**Document extract**
Find the surface area of the sphere inside the cylinder

Question

The given equations are of a sphere and cylinder respectively $$x^2+y^2+z^2=400$$ $$x^2+y^2=256$$ Solving the sphere equation for $z$ yields $$z=\sqrt{400-x^2-y^2}$$ Now to find $ds$ we take the partial derivative of both $x$ and $y$, then square them to get $$f_x=\frac{x^2}{400-x^2-y^2}$$ $$f_y=\frac{y^2}{400-x^2-y^2}$$ Then take those and adding one, and getting a common denominator, we get $$\frac{20}{\sqrt{400-x^2-y^2}}$$ Then converting the above fraction to polar coordinates and taking the iterated integral $$20\int_0^{16}\int_0^{2\pi}\frac{r}{\sqrt{400-r^2}}\,d\theta\,dr$$ and I get $320\pi$ but I guess I'm incorrect because the website we are using says I'm wrong. So where did I go wrong?

Answer 1

The surface area inside the cylinder is

$$A=2\int_{S} \sqrt{1+ z_x^2+z_y^2}\> dx dy = 2\int_{S} \frac{20}{\sqrt{20^2 -(x^2+y^2)}}\> dx dy \\ =2\int_0^{2\pi}\int_0^{16} \frac{20}{\sqrt{20^2 -r^2}}\> rdrd\theta =640\pi $$

**Dataset**
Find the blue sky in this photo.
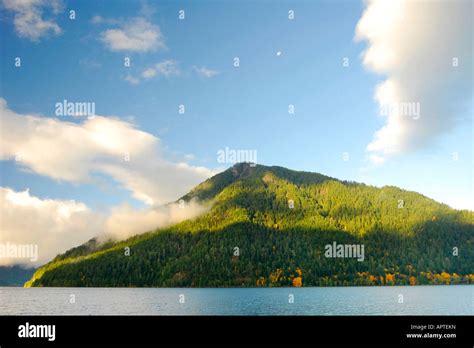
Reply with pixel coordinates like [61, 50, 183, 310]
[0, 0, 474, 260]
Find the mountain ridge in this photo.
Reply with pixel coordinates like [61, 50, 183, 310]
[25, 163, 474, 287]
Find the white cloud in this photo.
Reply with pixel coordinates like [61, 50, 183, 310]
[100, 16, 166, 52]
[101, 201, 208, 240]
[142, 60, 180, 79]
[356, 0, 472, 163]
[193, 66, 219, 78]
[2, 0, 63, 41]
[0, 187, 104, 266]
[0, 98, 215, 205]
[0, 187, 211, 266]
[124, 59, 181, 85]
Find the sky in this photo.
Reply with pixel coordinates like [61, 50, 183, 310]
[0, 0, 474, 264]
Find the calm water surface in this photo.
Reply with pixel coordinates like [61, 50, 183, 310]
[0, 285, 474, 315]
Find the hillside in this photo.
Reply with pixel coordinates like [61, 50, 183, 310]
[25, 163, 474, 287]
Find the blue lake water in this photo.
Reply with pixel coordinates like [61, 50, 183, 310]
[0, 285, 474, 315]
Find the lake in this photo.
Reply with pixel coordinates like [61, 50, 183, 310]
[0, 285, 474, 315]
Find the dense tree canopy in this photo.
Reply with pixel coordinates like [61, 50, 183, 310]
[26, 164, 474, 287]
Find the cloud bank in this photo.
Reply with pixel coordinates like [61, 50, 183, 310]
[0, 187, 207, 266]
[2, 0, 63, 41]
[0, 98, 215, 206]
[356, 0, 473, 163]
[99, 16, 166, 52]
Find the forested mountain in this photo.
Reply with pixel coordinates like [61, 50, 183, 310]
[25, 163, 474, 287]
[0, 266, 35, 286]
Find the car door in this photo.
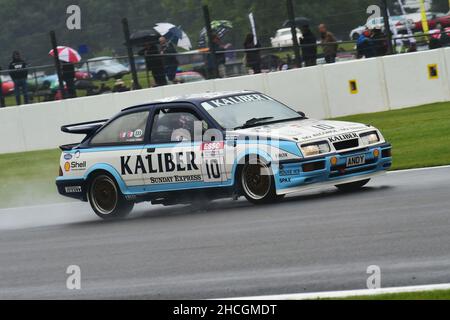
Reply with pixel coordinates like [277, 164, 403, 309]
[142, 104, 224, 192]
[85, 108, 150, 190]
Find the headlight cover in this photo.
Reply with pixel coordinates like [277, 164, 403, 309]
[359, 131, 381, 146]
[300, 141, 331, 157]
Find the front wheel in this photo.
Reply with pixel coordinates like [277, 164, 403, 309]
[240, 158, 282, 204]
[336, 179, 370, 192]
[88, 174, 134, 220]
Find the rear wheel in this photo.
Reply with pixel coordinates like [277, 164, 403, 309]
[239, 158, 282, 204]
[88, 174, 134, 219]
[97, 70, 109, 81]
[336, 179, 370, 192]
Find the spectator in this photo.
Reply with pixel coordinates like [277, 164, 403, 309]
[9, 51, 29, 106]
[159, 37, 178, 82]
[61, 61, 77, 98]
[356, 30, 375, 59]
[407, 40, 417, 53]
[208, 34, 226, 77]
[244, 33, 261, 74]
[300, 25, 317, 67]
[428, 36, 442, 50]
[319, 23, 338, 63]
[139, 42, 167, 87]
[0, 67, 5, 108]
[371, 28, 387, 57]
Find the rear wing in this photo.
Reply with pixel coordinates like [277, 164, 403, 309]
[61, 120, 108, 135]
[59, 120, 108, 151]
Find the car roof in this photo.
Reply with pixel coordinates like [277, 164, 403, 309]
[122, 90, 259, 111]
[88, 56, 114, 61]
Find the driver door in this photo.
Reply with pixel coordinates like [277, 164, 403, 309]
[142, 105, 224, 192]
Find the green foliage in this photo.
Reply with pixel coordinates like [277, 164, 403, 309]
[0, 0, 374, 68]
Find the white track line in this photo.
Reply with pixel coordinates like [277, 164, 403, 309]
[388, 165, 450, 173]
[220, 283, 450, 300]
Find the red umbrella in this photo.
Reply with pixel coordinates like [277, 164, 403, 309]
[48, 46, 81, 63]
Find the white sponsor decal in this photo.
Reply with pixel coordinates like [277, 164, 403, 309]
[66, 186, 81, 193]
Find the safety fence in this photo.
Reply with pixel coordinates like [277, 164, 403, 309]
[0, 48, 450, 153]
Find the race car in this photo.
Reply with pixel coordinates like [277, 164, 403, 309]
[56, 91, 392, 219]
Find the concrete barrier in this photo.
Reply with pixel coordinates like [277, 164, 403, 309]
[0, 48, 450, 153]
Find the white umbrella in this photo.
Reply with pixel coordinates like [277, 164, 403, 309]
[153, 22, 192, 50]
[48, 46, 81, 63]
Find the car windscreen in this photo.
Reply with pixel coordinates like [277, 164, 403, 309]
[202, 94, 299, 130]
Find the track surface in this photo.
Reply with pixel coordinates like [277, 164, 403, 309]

**Exercises to complete**
A: According to the answer in the sphere-and-cylinder thread, what is the surface area of the sphere inside the cylinder?
B: Write out the part of the sphere-and-cylinder thread between "Find the surface" and "I go wrong?", inclusive.

**Worked answers**
A: 640π

B:
Find the surface area of the sphere inside the cylinder

Question

The given equations are of a sphere and cylinder respectively $$x^2+y^2+z^2=400$$ $$x^2+y^2=256$$ Solving the sphere equation for $z$ yields $$z=\sqrt{400-x^2-y^2}$$ Now to find $ds$ we take the partial derivative of both $x$ and $y$, then square them to get $$f_x=\frac{x^2}{400-x^2-y^2}$$ $$f_y=\frac{y^2}{400-x^2-y^2}$$ Then take those and adding one, and getting a common denominator, we get $$\frac{20}{\sqrt{400-x^2-y^2}}$$ Then converting the above fraction to polar coordinates and taking the iterated integral $$20\int_0^{16}\int_0^{2\pi}\frac{r}{\sqrt{400-r^2}}\,d\theta\,dr$$ and I get $320\pi$ but I guess I'm incorrect because the website we are using says I'm wrong. So where did I go wrong?